» **What to produce**:
Your task is to set down the records below again, exactly.

--------------------

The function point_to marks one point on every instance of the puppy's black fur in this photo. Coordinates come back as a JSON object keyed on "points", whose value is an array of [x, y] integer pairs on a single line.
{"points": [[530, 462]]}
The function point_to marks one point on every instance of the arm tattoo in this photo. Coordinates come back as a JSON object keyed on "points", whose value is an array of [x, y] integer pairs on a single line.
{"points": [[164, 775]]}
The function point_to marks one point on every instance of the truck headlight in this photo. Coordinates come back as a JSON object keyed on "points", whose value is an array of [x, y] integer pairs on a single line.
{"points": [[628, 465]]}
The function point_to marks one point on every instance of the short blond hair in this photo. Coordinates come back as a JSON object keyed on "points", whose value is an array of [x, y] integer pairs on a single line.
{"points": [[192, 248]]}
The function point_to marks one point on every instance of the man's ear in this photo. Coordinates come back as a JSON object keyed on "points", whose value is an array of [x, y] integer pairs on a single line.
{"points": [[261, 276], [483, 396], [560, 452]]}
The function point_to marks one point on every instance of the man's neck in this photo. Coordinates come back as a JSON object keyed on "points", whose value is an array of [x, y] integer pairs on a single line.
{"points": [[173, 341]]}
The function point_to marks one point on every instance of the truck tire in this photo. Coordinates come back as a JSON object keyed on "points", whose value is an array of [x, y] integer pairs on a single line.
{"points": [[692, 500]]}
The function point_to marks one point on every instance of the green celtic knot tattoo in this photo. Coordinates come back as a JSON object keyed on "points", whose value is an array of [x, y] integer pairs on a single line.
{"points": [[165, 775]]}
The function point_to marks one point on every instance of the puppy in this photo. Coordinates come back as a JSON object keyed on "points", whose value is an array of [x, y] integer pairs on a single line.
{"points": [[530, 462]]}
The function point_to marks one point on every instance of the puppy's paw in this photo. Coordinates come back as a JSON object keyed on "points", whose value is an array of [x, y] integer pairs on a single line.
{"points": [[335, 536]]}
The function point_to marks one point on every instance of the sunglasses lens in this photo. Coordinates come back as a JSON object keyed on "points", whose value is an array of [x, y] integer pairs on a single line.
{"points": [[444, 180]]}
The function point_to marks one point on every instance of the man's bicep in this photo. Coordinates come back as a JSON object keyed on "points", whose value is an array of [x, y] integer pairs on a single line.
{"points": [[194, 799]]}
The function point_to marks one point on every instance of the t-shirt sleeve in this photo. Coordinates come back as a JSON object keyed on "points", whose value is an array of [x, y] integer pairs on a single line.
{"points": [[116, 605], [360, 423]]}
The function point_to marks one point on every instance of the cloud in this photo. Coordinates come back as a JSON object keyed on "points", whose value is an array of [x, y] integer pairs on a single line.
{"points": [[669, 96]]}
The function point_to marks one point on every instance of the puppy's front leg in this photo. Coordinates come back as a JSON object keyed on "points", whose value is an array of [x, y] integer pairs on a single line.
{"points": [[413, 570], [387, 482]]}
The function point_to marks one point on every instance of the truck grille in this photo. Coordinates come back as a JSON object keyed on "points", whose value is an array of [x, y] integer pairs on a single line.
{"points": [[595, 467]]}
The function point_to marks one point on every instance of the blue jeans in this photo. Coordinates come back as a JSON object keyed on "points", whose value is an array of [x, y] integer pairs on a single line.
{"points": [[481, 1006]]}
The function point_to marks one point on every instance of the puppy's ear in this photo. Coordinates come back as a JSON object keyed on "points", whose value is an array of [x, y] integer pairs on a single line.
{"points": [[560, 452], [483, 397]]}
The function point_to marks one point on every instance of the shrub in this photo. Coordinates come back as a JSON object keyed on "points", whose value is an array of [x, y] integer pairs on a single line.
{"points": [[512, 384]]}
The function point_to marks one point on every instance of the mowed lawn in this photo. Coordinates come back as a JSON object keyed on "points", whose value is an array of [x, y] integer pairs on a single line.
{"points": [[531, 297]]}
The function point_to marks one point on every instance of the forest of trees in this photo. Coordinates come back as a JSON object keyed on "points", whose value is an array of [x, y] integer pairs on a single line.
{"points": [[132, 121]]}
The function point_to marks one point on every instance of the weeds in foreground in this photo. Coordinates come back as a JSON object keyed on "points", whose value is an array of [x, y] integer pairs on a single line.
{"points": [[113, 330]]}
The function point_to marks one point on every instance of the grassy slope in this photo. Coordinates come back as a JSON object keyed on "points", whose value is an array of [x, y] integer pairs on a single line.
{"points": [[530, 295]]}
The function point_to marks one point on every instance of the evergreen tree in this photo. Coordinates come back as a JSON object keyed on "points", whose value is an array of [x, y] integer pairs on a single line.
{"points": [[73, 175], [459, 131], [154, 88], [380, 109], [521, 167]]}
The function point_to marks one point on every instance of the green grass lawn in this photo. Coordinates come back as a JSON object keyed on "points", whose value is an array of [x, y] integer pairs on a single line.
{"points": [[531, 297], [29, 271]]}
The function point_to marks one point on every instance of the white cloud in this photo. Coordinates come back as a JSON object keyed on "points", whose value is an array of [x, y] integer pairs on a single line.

--------------------

» **Result of this task**:
The function point_to marks one point on every instance of the puppy's black fur in this photo. Coordinates come back as a JSON object keyed on "points", whose value is an array of [x, y] integer pairs on a single line.
{"points": [[530, 462]]}
The function point_to marks one point on every instance of the arm tattoo in this photo. Coordinates come back as a JSON object keyed on "points", whose value is an array of [x, y] integer pairs on a single line.
{"points": [[164, 775]]}
The function point_to marks one point on every instance of the truck headlight in this photo. Coordinates come back as a JSON object keyed on "points", whose value is an array of [x, y] integer pairs on a single line.
{"points": [[628, 465]]}
The function point_to marks one point on every instance of the short blond hair in this photo. Coordinates come back as a JSON object keyed on "points", whose value is an array of [x, y] integer pairs on a single line.
{"points": [[192, 248]]}
The function point_to marks one point on every instance of the man's ear in this photo. Coordinates come back as a JSON object keyed on "points", whose value is an array of [x, y] integer pairs on a single line.
{"points": [[261, 276], [483, 396], [560, 452]]}
The function point_to marks one point on every instance of the man's neck in this photo. Coordinates come back as a JSON object keyed on "points", whose value is an array of [x, y] integer pairs on a single line.
{"points": [[173, 341]]}
The function point_to marks one point on every instance of the truck tire in this photo. Coordinates come back as a JSON object keyed on "points", whose value is an array of [x, y] integer pairs on a single line.
{"points": [[692, 500]]}
The function point_to marks one point on every instance of the green celtic knot tattoo in this photo. Coordinates come back as a JSON object keyed on "points", whose value is an array of [x, y] integer pairs on a single line.
{"points": [[165, 775]]}
The function point_to marks one point on every instance of the puppy in this photo. Coordinates come back as a JSON object keyed on "points", whose value is an array of [x, y] integer pairs on a single line.
{"points": [[530, 462]]}
The function point_to marks one point on every instance of the puppy's paw in this photo. Coordinates come back as a JSON object keyed on "points", whose value is an array of [x, y] integer pairs on a single line.
{"points": [[335, 536]]}
The function point_to marks one point on every instance of the sunglasses lens in this photo. Coordinates come back as a JSON object keyed on "points", whose value is an array of [x, y] integer pairs on a single line.
{"points": [[444, 180]]}
The function point_to marks one point on every instance of the man's bicep in this photo. Coordinates come back as a JSON object keyed on "points", whose value is an array of [x, y] integer pairs on a single line.
{"points": [[194, 799]]}
The function point_to marks one point on every instance of the t-shirt sleeve in this photo. Coordinates come back as a JSON object keyed on "points", whose value is an array of [x, y] integer pairs on a single line.
{"points": [[116, 605], [360, 423]]}
The function point_to marks one point on every instance of the cloud in this photo. Coordinates come back as a JSON object keyed on "points", whose value is an array of [x, y] integer pairs on a single line.
{"points": [[669, 96]]}
The function point_to marks one point on every instance of the puppy's front leg in this photo. Coordinates come back as a JSON object keyed on "points", whose value is an array of [x, y] integer pairs on a single line.
{"points": [[413, 570], [387, 482]]}
The function point_to marks one point on every instance of the truck grille in this photo. Coordinates come back as a JSON object keyed on "points", whose value is an array of [x, y] integer pairs on a single line.
{"points": [[595, 467]]}
The function point_to marks one point on every instance of the blue jeans in this photo. Coordinates come back as a JSON object keyed on "points", whose value is an array of [x, y] integer pairs on a single line.
{"points": [[481, 1006]]}
The function point_to marks one point on every instance of the puppy's ear in this photo. Coordinates come back as a JSON object keyed on "points", whose value is an array of [x, y] integer pairs on a single line.
{"points": [[560, 452], [483, 397]]}
The function point_to marks one point on every instance of the shrub in this photo. Coordinates come back as a JSON object keyed on "points", whose value is an array of [x, y] integer pairs on a single line.
{"points": [[512, 384]]}
The function point_to marks one point on every instance of the mowed lawn in this photo. Coordinates come back as a JSON object keyed on "points", whose value is an array of [x, y] integer pairs on a single line.
{"points": [[531, 297]]}
The function point_to marks one point on every instance of the forest of trees in this photo. Coordinates come back as a JSON object keyed on "points", whose value is an array of [x, y] integer pairs on a single line.
{"points": [[132, 121]]}
The function point_to marks one point on every instance of the weeds in foreground in this photo. Coordinates come back as a JSON object keyed on "points", whose value is an array of [x, y] integer pairs on a single line.
{"points": [[113, 330]]}
The function point_to marks one point on every instance of the grassy slope in this photo. Coordinates come back as a JSON object keyed on "points", whose value is an array of [x, y] integer pairs on a single line.
{"points": [[530, 295]]}
The function point_to marks one point on every instance of the evergreen tree in this photo. Coordinates come back as a JSON object keyed on "points", whose value is an array of [x, y] integer pairs on a single line.
{"points": [[73, 175], [459, 131], [154, 88], [380, 109], [521, 167]]}
The function point_to marks one point on every instance of the green grass lawn in this photo. Coordinates come back as a JSON object keyed on "points", whose value is an array of [x, y] integer pairs on a single line.
{"points": [[531, 297], [29, 271]]}
The function point_to marks one point on every instance of the white cloud in this photo. Coordinates come back as a JSON object keyed on "points", whose value is an array of [x, y] integer pairs on a single line.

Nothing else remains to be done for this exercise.